# [Given exercise]
Return the part of the spaCy NER fine-tuning notebook that begins at the words "examples = []" and stops after the words "train_examples = create_examples(nlp_train, TRAIN_DATA)", copied word for word.

# [Provided passage]

We have two options for fine-tuning:
1. **Update existing model**: Add new entity types to a pre-trained model
2. **Train from blank**: Create a new model from scratch

We'll use option 1 (updating an existing model) since we want to keep the model's existing capabilities while adding our custom entities.

In [None]:
def create_training_model(base_model="en_core_web_sm", custom_labels=None):
    """
    Create a model for training by loading a base model and adding custom NER labels.
    
    Args:
        base_model: Name of the base spaCy model to use
        custom_labels: List of custom entity labels to add
    
    Returns:
        spaCy nlp object ready for training
    """
    # Load the base model
    nlp = spacy.load(base_model)
    
    # Get the NER component
    if "ner" not in nlp.pipe_names:
        ner = nlp.add_pipe("ner", last=True)
    else:
        ner = nlp.get_pipe("ner")
    
    # Add custom labels
    if custom_labels:
        for label in custom_labels:
            ner.add_label(label)
            print(f"Added label: {label}")
    
    return nlp

# Create the model
nlp_train = create_training_model(custom_labels=CUSTOM_LABELS)

In [None]:
# Check all labels in the model
ner = nlp_train.get_pipe("ner")
print("All NER labels in the model:")
for label in ner.labels:
    print(f"  - {label}")

## 6. Convert Training Data to spaCy Format

We need to convert our training data to spaCy's `Example` objects.

In [None]:
def create_examples(nlp, train_data):
    """
    Convert training data to spaCy Example objects.
    
    Args:
        nlp: spaCy nlp object
        train_data: List of (text, annotations) tuples
    
    Returns:
        List of Example objects
    """
    examples = []
    for text, annotations in train_data:
        doc = nlp.make_doc(text)
        example = Example.from_dict(doc, annotations)
        examples.append(example)
    return examples

# Create examples
train_examples = create_examples(nlp_train, TRAIN_DATA)
print(f"Created {len(train_examples)} training examples")

## 7. Train the Model

Now we'll train the NER component with our custom data.

In [None]:
def train_ner(nlp, train_examples, n_iter=30, drop=0.5):
    """

# [Information supplied]
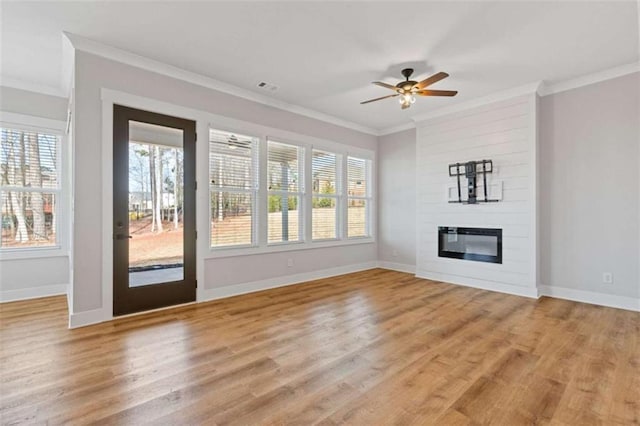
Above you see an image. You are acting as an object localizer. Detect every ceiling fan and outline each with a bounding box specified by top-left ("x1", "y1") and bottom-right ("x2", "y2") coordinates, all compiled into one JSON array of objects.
[{"x1": 360, "y1": 68, "x2": 458, "y2": 109}]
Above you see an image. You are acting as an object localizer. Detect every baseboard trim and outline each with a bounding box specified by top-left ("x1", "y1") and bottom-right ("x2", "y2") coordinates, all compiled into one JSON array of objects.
[
  {"x1": 378, "y1": 260, "x2": 416, "y2": 274},
  {"x1": 69, "y1": 308, "x2": 113, "y2": 328},
  {"x1": 416, "y1": 271, "x2": 538, "y2": 299},
  {"x1": 198, "y1": 261, "x2": 377, "y2": 302},
  {"x1": 538, "y1": 285, "x2": 640, "y2": 312},
  {"x1": 69, "y1": 261, "x2": 377, "y2": 328},
  {"x1": 0, "y1": 284, "x2": 69, "y2": 303}
]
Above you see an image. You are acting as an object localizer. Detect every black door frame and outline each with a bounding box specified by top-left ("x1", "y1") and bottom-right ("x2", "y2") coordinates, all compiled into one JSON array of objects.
[{"x1": 113, "y1": 104, "x2": 196, "y2": 316}]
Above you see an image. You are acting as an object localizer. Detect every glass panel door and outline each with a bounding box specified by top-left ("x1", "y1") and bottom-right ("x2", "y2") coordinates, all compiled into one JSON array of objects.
[
  {"x1": 129, "y1": 121, "x2": 184, "y2": 287},
  {"x1": 113, "y1": 105, "x2": 196, "y2": 315}
]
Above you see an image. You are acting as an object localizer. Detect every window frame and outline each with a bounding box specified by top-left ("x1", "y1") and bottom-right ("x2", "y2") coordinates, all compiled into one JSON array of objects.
[
  {"x1": 208, "y1": 120, "x2": 377, "y2": 259},
  {"x1": 265, "y1": 137, "x2": 307, "y2": 247},
  {"x1": 345, "y1": 155, "x2": 373, "y2": 240},
  {"x1": 0, "y1": 111, "x2": 71, "y2": 260},
  {"x1": 207, "y1": 125, "x2": 262, "y2": 252},
  {"x1": 309, "y1": 147, "x2": 346, "y2": 243}
]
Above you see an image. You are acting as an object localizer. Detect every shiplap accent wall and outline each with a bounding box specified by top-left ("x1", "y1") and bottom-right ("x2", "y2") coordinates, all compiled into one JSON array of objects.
[{"x1": 416, "y1": 93, "x2": 538, "y2": 297}]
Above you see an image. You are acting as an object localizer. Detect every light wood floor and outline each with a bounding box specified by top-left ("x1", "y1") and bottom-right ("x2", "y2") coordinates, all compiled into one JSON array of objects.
[{"x1": 0, "y1": 269, "x2": 640, "y2": 425}]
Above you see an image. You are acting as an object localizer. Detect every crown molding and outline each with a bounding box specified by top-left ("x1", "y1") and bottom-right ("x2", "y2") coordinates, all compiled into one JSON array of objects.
[
  {"x1": 64, "y1": 32, "x2": 378, "y2": 136},
  {"x1": 411, "y1": 81, "x2": 543, "y2": 123},
  {"x1": 378, "y1": 121, "x2": 416, "y2": 136},
  {"x1": 540, "y1": 61, "x2": 640, "y2": 96},
  {"x1": 0, "y1": 75, "x2": 68, "y2": 98}
]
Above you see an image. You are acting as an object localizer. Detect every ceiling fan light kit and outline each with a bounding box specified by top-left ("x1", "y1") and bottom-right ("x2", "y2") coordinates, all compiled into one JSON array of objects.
[{"x1": 360, "y1": 68, "x2": 458, "y2": 109}]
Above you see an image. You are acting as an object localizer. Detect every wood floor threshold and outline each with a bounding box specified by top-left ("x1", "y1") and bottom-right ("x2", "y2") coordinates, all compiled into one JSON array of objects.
[{"x1": 0, "y1": 269, "x2": 640, "y2": 425}]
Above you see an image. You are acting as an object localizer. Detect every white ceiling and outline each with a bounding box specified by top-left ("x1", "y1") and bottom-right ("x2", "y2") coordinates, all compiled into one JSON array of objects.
[{"x1": 1, "y1": 0, "x2": 640, "y2": 129}]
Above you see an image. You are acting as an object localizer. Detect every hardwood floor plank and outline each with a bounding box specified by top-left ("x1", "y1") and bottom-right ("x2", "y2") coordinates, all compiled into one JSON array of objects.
[{"x1": 0, "y1": 269, "x2": 640, "y2": 425}]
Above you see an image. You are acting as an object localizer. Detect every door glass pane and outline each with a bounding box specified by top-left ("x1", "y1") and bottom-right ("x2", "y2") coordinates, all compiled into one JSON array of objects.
[{"x1": 127, "y1": 121, "x2": 184, "y2": 287}]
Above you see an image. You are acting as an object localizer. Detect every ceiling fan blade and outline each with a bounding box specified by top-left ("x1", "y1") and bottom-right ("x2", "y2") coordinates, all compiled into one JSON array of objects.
[
  {"x1": 372, "y1": 81, "x2": 398, "y2": 92},
  {"x1": 415, "y1": 90, "x2": 458, "y2": 96},
  {"x1": 360, "y1": 93, "x2": 400, "y2": 105},
  {"x1": 414, "y1": 72, "x2": 449, "y2": 90}
]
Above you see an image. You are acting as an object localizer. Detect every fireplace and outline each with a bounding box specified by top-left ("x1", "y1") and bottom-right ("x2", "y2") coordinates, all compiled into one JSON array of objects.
[{"x1": 438, "y1": 226, "x2": 502, "y2": 263}]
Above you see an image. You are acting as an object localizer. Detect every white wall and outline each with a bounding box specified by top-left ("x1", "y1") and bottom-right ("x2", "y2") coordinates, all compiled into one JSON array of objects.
[
  {"x1": 416, "y1": 94, "x2": 537, "y2": 296},
  {"x1": 0, "y1": 86, "x2": 68, "y2": 121},
  {"x1": 378, "y1": 129, "x2": 416, "y2": 271},
  {"x1": 73, "y1": 51, "x2": 377, "y2": 320},
  {"x1": 540, "y1": 73, "x2": 640, "y2": 307},
  {"x1": 0, "y1": 87, "x2": 69, "y2": 301}
]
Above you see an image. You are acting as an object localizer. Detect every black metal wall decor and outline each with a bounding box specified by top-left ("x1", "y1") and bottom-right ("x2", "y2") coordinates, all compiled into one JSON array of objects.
[{"x1": 449, "y1": 160, "x2": 500, "y2": 204}]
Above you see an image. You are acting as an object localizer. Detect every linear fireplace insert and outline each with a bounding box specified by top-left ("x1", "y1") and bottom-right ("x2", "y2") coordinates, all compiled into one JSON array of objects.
[{"x1": 438, "y1": 226, "x2": 502, "y2": 263}]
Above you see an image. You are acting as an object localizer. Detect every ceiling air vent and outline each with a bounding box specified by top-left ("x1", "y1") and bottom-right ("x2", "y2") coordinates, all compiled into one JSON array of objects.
[{"x1": 258, "y1": 81, "x2": 278, "y2": 92}]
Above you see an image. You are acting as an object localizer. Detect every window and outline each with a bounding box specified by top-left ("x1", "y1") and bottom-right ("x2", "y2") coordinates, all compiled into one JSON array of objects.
[
  {"x1": 311, "y1": 149, "x2": 341, "y2": 240},
  {"x1": 209, "y1": 129, "x2": 258, "y2": 247},
  {"x1": 0, "y1": 128, "x2": 61, "y2": 249},
  {"x1": 347, "y1": 157, "x2": 371, "y2": 238},
  {"x1": 267, "y1": 140, "x2": 304, "y2": 244}
]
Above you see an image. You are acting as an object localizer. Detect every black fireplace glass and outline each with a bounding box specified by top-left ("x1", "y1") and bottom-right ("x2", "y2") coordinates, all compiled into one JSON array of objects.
[{"x1": 438, "y1": 226, "x2": 502, "y2": 263}]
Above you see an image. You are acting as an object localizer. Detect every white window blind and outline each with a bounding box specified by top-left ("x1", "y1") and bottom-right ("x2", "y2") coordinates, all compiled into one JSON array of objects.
[
  {"x1": 267, "y1": 140, "x2": 304, "y2": 243},
  {"x1": 209, "y1": 129, "x2": 258, "y2": 247},
  {"x1": 311, "y1": 149, "x2": 341, "y2": 240},
  {"x1": 347, "y1": 157, "x2": 371, "y2": 238},
  {"x1": 0, "y1": 128, "x2": 60, "y2": 249}
]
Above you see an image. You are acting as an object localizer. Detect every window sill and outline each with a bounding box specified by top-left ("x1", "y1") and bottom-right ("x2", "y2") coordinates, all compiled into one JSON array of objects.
[
  {"x1": 204, "y1": 237, "x2": 376, "y2": 259},
  {"x1": 0, "y1": 246, "x2": 69, "y2": 261}
]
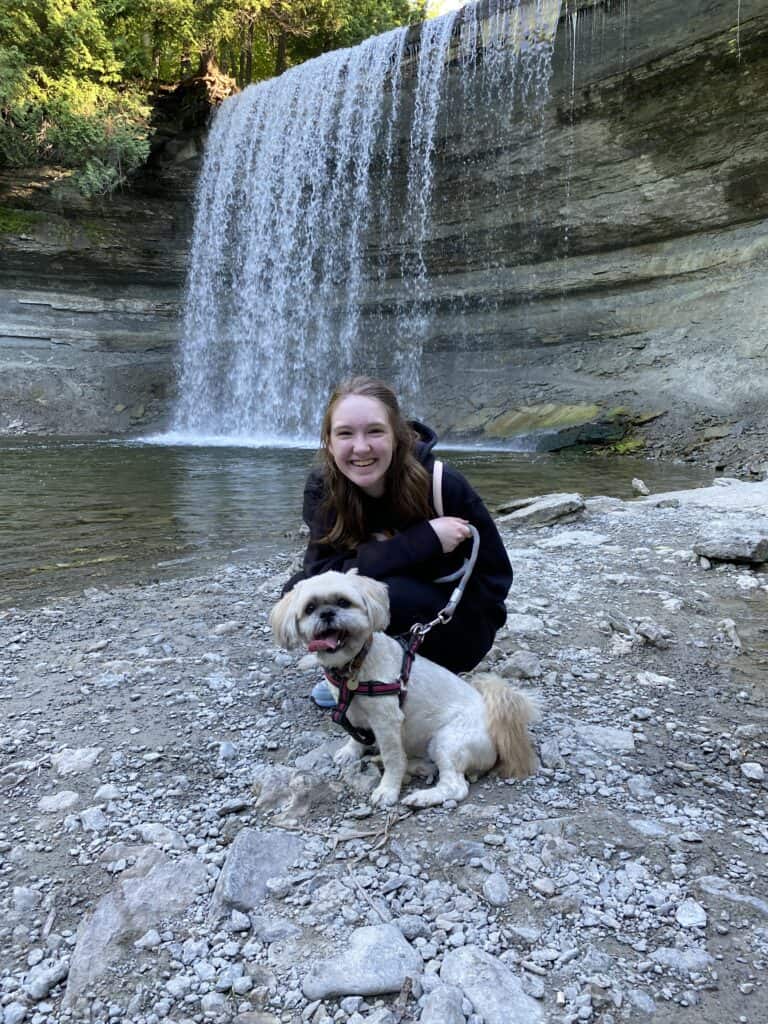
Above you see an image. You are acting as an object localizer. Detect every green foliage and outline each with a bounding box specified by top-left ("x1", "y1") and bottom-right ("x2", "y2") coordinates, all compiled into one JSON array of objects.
[{"x1": 0, "y1": 0, "x2": 425, "y2": 196}]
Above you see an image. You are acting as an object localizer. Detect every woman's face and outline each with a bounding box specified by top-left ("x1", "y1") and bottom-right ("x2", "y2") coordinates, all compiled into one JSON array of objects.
[{"x1": 328, "y1": 394, "x2": 394, "y2": 498}]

# [Finished answer]
examples = []
    for text, annotations in train_data:
        doc = nlp.make_doc(text)
        example = Example.from_dict(doc, annotations)
        examples.append(example)
    return examples

# Create examples
train_examples = create_examples(nlp_train, TRAIN_DATA)